I get you completely! We are all connected by such a unique hobby and make close connections among one another. Sometimes you just wanna share a good, a bad, or a different experience with your SMF family even though its not smoke related! 

I LOVE the idea of a "kitchen table" forum! That's where we all "normally" catch up with one another with our family or friends!!


----------



## thsmormonsmokes

This is the perspective of an occasional user who shows up in spurts.  So take it for what it's worth.

The identity of this forum in my mind is Q.  If I want to know something about Q, I come here because if it isn't here already, someone will know.  

If I want to ask a question about my Subaru, I go to a Subaru forum.  I talk college sports on a college sports forum.  When I want to see lame political diatribes, or pictures of grumpy cat, I go to Facebook.

There's certainly nothing wrong with having collateral discussions.  But you have to be careful not to lose sight of what makes this forum incredible: lots of users of ever experience level, each happy to share their knowledge about Q, (usually) without getting into stupid arguments over stupid things.  That is exceptionally unusual in an online forum with so many people who know what they're talking about in one place.

If this forum got too cluttered with things other than BBQ, it would to lose at least some of its appeal for me.  In my view, that is this board's identity, which is probably pretty close to what Martin said regarding a sense of community.  -He hit the nail on the head with that comment too, BTW.

• **OBJECTIVE 1**: Please rewrite every line of the entries below, from the line with "Can you spot the sepia" up to and including the line with "[[820, 139]]". Shift each coordinate in the answers by adding 142 to it.

• **RECORDS FOR THIS TASK**:
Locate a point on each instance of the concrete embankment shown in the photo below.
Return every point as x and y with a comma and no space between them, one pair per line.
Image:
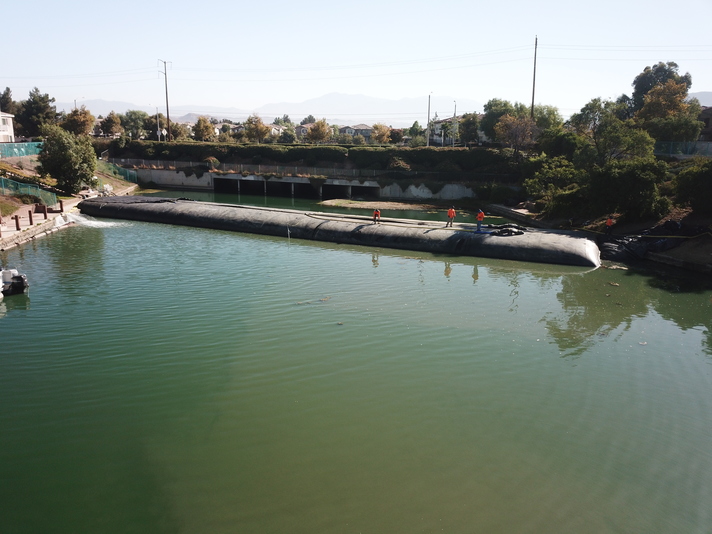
462,240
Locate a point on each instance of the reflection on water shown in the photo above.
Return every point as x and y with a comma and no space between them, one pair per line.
174,379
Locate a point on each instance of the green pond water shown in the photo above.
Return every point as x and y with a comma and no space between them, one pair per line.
178,380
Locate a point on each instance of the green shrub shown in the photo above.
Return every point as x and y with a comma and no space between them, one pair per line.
694,186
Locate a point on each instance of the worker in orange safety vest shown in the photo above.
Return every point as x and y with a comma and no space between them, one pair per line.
450,216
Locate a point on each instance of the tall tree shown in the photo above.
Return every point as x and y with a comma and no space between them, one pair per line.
416,130
396,135
667,114
255,129
111,125
7,104
79,121
656,75
494,109
133,122
204,130
152,124
517,132
547,117
319,132
609,138
67,158
35,112
381,133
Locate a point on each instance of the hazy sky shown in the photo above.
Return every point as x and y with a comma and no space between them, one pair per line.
245,54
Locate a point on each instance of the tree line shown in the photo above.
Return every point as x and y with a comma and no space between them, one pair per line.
598,161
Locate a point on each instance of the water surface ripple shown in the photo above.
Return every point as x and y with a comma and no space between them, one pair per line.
169,379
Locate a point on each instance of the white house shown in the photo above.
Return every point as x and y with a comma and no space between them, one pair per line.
7,132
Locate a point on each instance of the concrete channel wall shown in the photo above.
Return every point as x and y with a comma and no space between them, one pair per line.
299,186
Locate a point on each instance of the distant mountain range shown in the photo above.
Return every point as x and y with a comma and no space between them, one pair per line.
336,108
705,97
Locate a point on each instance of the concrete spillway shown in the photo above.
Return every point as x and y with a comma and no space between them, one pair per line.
462,240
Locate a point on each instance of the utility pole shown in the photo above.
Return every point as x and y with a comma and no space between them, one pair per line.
427,128
454,124
536,42
168,113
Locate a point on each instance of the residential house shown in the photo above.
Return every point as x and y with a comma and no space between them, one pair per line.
7,131
276,129
347,130
363,130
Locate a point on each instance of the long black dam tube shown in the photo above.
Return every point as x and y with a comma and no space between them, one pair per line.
563,248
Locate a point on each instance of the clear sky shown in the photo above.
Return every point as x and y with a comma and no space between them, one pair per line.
246,54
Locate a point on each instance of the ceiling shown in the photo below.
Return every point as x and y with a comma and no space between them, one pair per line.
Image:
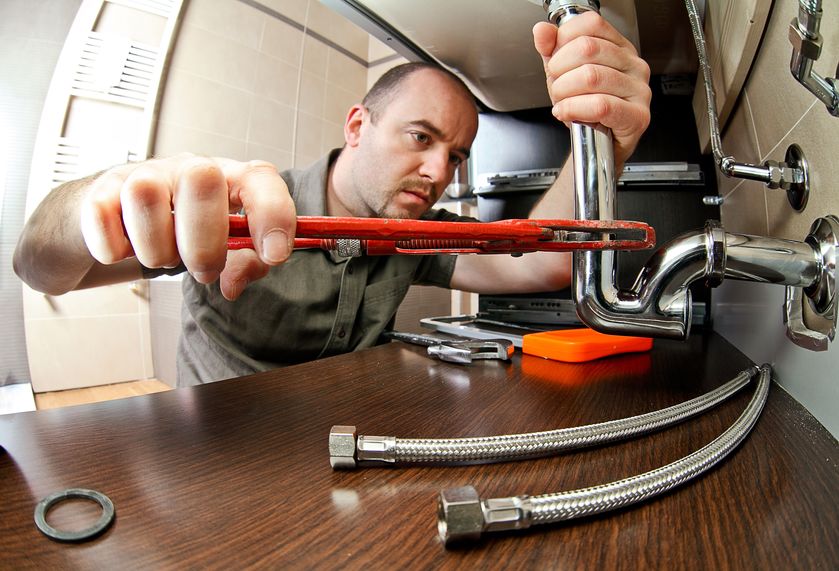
487,42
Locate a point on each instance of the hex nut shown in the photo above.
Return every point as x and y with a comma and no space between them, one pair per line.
810,48
460,517
342,447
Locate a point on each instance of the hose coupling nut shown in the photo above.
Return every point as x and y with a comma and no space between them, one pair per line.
460,517
342,447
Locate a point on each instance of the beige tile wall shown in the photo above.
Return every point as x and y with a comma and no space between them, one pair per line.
261,80
773,112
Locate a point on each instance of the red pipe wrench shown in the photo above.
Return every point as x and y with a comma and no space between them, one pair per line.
384,236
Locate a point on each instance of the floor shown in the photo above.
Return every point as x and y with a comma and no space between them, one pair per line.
73,397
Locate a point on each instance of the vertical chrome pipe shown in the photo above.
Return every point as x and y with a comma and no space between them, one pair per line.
659,303
807,43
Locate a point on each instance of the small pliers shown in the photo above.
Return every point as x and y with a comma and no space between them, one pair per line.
456,350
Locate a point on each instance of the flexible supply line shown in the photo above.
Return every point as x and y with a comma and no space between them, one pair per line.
346,450
463,516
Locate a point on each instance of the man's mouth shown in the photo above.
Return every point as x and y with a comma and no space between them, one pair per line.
419,194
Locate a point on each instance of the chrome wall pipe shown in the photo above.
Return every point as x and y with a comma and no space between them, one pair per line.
659,303
806,49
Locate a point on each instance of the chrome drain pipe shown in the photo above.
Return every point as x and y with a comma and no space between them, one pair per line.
347,450
659,303
462,516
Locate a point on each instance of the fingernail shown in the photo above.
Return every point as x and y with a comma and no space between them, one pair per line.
275,247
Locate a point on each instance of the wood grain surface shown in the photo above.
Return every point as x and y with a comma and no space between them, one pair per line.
236,474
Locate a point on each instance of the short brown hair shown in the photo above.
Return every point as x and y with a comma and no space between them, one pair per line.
382,92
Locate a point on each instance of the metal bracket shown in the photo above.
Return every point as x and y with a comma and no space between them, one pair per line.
798,191
811,320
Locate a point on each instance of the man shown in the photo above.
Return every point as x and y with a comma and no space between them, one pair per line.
403,144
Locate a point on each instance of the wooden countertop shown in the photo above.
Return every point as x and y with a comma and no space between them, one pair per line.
236,474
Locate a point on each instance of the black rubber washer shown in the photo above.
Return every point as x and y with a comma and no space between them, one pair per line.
101,525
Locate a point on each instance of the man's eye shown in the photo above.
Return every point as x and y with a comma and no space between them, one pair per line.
421,138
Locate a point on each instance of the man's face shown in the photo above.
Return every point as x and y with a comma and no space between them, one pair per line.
405,161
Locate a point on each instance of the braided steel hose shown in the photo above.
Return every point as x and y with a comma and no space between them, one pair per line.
462,515
346,450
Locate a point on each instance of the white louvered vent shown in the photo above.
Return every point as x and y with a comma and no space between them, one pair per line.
76,159
114,69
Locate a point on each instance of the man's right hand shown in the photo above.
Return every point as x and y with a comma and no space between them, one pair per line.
173,210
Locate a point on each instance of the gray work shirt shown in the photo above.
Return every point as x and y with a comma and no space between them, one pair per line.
315,305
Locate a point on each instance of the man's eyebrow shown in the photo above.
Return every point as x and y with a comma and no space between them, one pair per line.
434,130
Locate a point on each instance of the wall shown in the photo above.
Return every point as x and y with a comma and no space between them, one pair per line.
267,80
32,33
773,112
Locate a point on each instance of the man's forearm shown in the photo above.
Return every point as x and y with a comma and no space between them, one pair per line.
558,201
51,255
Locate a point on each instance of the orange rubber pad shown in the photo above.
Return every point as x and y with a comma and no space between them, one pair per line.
579,345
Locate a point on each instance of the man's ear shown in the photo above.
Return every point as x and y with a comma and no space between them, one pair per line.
356,118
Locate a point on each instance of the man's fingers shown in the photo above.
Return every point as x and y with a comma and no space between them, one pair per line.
101,219
147,214
589,50
272,218
243,267
598,79
201,210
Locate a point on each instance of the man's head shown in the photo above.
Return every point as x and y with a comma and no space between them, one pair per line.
404,142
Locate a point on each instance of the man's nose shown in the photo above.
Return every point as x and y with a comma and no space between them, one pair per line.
436,166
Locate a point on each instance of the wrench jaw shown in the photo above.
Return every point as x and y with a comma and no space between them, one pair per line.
464,352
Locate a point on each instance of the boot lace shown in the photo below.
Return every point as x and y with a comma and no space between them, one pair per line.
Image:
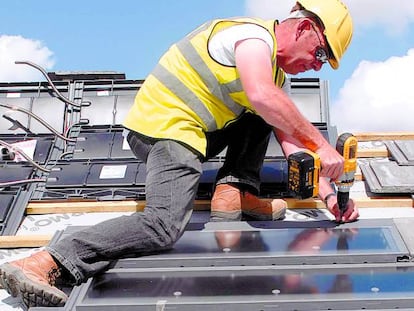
52,275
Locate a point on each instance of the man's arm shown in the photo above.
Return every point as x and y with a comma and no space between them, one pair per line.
253,62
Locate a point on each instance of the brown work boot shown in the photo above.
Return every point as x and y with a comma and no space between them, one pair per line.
228,204
262,209
33,278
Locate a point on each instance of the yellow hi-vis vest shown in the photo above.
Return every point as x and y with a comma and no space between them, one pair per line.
189,93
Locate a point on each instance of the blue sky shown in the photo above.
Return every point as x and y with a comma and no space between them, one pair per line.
370,91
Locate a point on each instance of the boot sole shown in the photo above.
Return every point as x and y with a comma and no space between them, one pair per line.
33,294
278,215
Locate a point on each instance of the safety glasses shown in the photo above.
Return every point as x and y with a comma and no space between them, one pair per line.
320,53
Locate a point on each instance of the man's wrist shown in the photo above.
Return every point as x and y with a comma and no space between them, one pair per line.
328,196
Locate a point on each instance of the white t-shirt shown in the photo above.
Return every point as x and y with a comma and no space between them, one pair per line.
222,44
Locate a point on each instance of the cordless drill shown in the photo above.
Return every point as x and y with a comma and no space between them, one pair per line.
346,145
304,168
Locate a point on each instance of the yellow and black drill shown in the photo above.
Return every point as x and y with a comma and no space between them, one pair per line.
304,168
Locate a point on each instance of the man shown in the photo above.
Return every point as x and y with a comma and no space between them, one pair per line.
218,87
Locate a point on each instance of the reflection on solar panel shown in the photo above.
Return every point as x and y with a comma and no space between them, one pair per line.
316,267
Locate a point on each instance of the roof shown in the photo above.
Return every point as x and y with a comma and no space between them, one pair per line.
306,262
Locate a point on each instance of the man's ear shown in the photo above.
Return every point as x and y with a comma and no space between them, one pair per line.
302,26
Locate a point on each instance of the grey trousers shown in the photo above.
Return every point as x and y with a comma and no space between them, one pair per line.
173,173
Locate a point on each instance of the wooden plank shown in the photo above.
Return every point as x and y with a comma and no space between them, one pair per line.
28,241
34,208
384,136
372,153
39,208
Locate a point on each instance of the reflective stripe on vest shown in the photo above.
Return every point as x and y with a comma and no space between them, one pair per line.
171,82
222,92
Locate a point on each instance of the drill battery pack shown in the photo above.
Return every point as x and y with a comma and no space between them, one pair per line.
303,174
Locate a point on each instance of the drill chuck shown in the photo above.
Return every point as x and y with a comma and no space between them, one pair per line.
347,147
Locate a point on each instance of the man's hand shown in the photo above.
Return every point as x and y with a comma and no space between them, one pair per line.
332,163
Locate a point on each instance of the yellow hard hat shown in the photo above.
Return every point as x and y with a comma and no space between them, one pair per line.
337,22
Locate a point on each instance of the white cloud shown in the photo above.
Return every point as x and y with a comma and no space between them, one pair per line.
14,48
378,97
269,9
394,16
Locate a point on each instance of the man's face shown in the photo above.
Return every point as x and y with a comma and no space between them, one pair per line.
308,52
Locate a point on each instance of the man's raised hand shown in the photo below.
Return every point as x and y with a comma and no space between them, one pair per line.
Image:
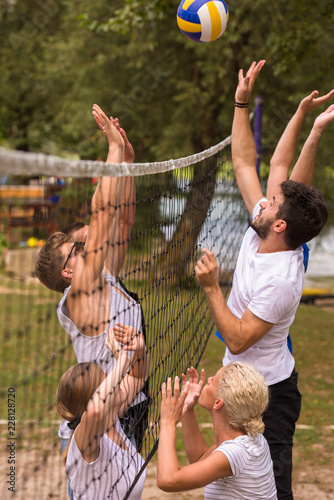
246,84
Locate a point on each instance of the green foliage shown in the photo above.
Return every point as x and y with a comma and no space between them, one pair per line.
173,96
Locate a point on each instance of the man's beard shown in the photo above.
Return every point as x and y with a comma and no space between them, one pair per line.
262,228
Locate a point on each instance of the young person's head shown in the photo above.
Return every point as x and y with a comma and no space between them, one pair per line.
299,210
76,386
56,260
241,392
77,231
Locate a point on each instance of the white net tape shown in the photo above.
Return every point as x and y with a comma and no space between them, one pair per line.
23,163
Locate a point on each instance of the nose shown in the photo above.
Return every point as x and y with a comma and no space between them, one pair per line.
264,204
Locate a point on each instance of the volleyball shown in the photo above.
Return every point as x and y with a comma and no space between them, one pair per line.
202,20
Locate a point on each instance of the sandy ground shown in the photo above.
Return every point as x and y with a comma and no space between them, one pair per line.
41,477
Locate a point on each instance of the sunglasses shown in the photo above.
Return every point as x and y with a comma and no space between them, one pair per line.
77,247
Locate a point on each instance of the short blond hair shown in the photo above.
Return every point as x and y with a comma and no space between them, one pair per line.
50,261
245,395
76,386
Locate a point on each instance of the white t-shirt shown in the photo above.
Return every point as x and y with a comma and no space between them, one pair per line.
110,476
270,285
123,309
252,469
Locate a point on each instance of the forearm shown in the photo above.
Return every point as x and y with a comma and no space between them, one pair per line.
110,190
304,168
243,145
244,159
284,154
193,440
168,464
139,365
104,397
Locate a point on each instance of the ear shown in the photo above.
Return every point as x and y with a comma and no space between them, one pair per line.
219,403
67,273
279,225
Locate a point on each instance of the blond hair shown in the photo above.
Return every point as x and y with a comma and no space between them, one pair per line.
245,395
75,388
50,261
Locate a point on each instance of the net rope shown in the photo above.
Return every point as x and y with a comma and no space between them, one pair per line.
182,206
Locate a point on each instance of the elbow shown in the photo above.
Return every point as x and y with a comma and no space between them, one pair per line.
165,485
236,348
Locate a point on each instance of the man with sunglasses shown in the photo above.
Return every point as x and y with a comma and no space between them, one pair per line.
84,265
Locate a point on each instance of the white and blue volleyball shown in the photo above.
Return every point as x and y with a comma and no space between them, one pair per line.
202,20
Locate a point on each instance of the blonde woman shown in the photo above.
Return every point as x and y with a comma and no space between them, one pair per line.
101,462
238,465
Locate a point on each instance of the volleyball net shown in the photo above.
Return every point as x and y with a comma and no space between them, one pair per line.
181,207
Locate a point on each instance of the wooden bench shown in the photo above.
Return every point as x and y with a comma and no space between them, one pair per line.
25,206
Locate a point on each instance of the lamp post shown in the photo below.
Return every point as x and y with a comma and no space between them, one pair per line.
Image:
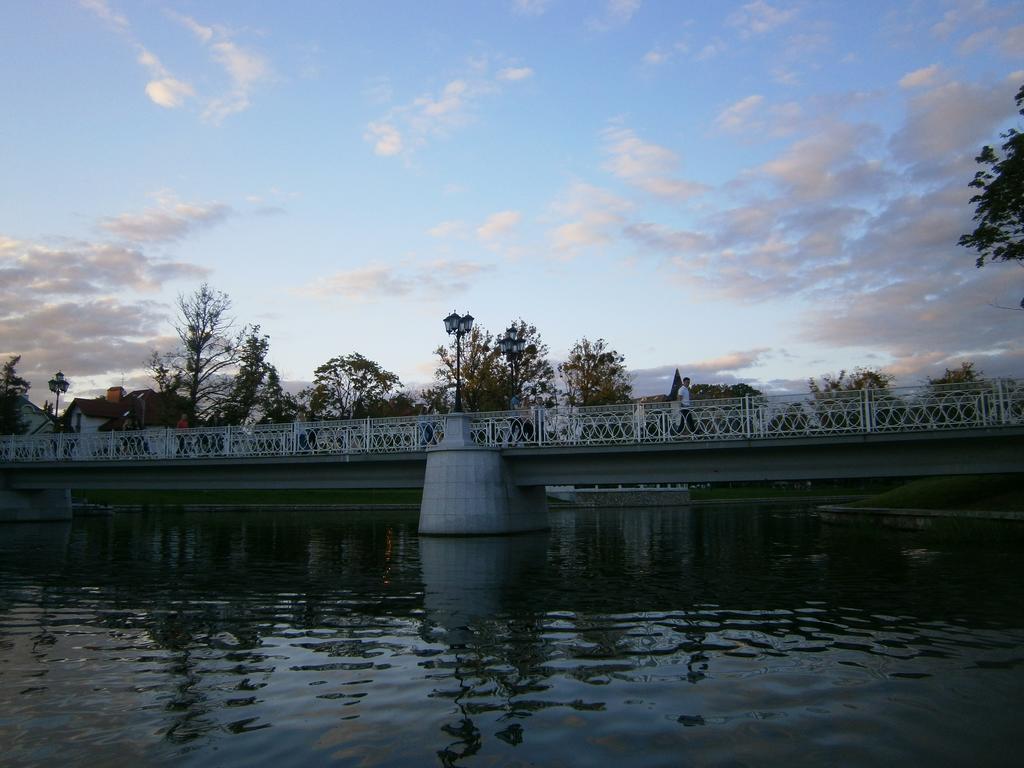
512,345
459,326
58,384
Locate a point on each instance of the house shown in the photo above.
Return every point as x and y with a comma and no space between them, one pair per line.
34,419
118,410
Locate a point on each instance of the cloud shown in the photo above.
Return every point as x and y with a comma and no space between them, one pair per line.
1013,42
62,305
830,164
530,7
922,78
646,166
385,281
722,370
435,115
949,120
245,69
594,218
82,268
385,138
499,224
662,239
168,92
102,9
170,221
512,74
448,229
760,17
615,13
734,118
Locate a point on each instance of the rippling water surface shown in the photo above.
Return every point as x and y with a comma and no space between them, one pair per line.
674,637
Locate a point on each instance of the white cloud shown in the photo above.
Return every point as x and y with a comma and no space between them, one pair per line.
429,116
828,165
760,17
168,92
615,13
513,74
164,90
499,224
922,78
385,281
646,166
734,118
594,218
530,7
1013,42
171,220
385,138
448,229
102,9
950,120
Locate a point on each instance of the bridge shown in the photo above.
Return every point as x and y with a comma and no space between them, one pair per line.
485,473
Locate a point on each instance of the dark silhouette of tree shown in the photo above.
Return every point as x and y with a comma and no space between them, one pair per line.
12,387
484,382
861,378
999,206
722,391
486,376
349,387
535,380
200,370
256,394
963,375
595,375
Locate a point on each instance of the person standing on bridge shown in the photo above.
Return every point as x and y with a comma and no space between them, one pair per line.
685,416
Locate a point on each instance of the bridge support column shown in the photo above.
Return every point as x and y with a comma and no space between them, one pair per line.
34,506
468,492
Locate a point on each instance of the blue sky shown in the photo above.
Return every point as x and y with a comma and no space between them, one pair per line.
756,192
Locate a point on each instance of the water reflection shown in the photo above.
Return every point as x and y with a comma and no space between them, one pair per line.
468,584
638,636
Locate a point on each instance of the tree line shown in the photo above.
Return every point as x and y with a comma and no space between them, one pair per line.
220,375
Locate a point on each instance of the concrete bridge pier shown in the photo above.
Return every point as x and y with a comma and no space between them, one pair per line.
34,506
467,489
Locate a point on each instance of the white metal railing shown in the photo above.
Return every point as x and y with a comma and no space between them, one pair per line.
996,402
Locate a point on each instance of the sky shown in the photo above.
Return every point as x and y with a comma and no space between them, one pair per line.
751,192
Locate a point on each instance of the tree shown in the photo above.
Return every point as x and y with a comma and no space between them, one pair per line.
169,387
242,407
723,391
273,404
595,375
963,375
349,387
999,206
484,382
209,350
12,387
861,378
535,379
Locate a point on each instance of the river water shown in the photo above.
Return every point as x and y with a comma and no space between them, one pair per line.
672,637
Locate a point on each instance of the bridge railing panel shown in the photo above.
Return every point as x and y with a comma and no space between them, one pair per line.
931,408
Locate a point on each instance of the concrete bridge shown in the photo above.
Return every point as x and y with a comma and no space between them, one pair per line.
486,473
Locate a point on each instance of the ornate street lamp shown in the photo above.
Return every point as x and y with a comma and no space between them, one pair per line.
512,345
58,384
459,326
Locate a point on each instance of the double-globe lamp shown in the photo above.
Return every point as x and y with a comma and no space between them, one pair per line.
458,325
512,345
58,385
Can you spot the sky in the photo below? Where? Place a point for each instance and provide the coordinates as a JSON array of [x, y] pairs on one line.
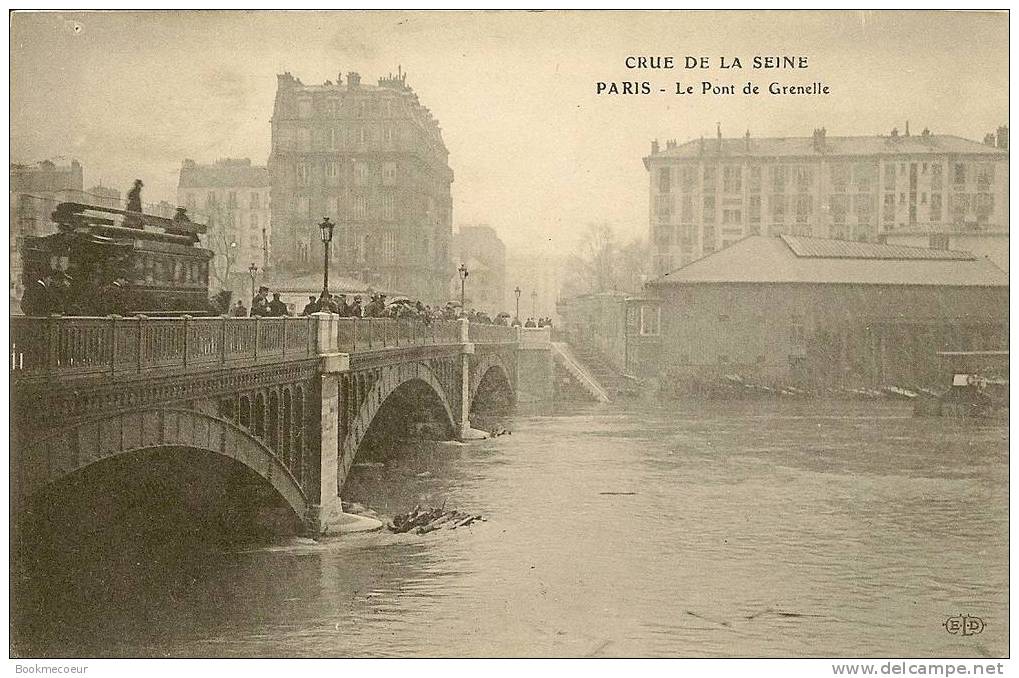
[[535, 152]]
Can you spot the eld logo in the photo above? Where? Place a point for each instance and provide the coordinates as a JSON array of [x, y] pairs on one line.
[[963, 625]]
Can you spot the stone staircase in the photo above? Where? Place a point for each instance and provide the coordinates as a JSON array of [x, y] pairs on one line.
[[565, 359], [613, 381]]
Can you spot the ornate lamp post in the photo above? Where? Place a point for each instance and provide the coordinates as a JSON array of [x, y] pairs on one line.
[[253, 272], [462, 269], [326, 227]]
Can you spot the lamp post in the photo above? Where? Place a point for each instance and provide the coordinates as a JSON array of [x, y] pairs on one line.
[[253, 271], [326, 228], [462, 269]]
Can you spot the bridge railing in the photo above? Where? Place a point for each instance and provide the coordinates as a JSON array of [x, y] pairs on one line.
[[76, 346], [483, 333], [373, 333]]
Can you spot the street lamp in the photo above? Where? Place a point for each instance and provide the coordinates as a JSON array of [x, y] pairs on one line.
[[253, 271], [462, 269], [326, 227]]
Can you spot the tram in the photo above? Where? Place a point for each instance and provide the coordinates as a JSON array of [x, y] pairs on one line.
[[146, 264]]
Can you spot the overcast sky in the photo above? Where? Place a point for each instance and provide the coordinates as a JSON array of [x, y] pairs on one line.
[[535, 152]]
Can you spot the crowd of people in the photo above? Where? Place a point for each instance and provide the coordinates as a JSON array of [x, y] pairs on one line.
[[377, 307]]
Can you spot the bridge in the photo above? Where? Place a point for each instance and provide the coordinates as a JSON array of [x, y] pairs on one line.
[[291, 399]]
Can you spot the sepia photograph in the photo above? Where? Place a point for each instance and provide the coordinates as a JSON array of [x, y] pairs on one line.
[[503, 334]]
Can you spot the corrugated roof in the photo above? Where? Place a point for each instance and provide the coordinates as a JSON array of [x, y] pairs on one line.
[[834, 146], [772, 259], [829, 248]]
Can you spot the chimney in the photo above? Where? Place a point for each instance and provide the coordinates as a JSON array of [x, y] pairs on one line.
[[820, 139]]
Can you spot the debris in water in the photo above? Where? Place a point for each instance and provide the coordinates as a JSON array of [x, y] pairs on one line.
[[425, 521]]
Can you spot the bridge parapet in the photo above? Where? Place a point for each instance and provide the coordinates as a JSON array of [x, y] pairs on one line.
[[122, 347]]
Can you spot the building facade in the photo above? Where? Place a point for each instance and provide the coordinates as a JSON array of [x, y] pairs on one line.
[[35, 192], [707, 194], [372, 159], [484, 254], [231, 198], [816, 312]]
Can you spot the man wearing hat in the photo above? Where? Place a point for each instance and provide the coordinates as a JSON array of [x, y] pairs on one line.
[[260, 304]]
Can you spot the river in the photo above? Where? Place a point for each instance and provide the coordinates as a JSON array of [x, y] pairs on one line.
[[767, 528]]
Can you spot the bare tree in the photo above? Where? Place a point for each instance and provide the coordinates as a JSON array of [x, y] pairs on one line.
[[601, 264]]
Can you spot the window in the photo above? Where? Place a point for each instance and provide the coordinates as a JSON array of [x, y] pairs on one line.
[[889, 207], [779, 178], [664, 179], [708, 209], [959, 173], [840, 177], [754, 209], [360, 207], [889, 176], [687, 215], [778, 208], [710, 178], [650, 320], [689, 177], [387, 203], [755, 179], [732, 178], [732, 216], [803, 176], [804, 207], [388, 247], [361, 172]]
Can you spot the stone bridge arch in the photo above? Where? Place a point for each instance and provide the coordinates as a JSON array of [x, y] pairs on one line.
[[47, 460], [386, 381], [481, 367]]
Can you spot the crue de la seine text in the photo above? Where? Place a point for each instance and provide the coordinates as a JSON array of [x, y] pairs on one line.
[[714, 86]]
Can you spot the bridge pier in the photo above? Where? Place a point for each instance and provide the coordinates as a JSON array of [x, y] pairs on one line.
[[325, 507]]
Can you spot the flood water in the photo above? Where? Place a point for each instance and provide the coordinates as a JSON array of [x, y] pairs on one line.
[[706, 529]]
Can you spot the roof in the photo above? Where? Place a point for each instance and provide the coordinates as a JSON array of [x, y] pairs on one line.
[[833, 146], [223, 173], [788, 259]]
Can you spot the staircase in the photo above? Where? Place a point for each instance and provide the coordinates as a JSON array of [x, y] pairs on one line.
[[614, 382], [565, 358]]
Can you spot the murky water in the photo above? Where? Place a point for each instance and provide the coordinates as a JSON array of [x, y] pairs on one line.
[[685, 530]]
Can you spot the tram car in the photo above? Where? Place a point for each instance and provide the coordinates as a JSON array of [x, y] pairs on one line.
[[146, 264]]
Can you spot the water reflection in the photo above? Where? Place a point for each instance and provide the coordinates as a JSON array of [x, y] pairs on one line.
[[768, 528]]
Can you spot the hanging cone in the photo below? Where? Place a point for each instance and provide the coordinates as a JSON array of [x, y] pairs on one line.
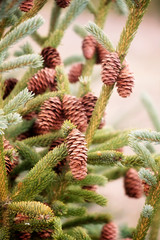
[[51, 57], [77, 154], [75, 112], [59, 167], [63, 3], [45, 234], [101, 53], [9, 164], [133, 184], [92, 188], [75, 72], [26, 5], [89, 47], [9, 85], [30, 116], [23, 235], [125, 82], [89, 101], [110, 68], [43, 79], [51, 116], [109, 232]]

• **OBJECTIVE 2**: Using the forum thread above, list every other site that thsmormonsmokes says they go to for topics other than Q.

• **ANSWER 1**:
Can you spot the sepia photograph in the photo above? Where? Place a point for each instance and provide the coordinates as a JSON array of [x, y] pairs on one line.
[[645, 476]]
Can you spot the corrugated roof in the photo above? Where? Place a point for each instance and provide the coordinates as a JSON array of [x, y] pairs on one line.
[[976, 288], [914, 401], [971, 390]]
Can you spot the chimney in the photo above? Where? Place a point for each instance and provide the coordinates as a JSON array of [x, y] pairs on one line.
[[962, 281]]

• **ANSWER 2**:
a Subaru forum
a college sports forum
Facebook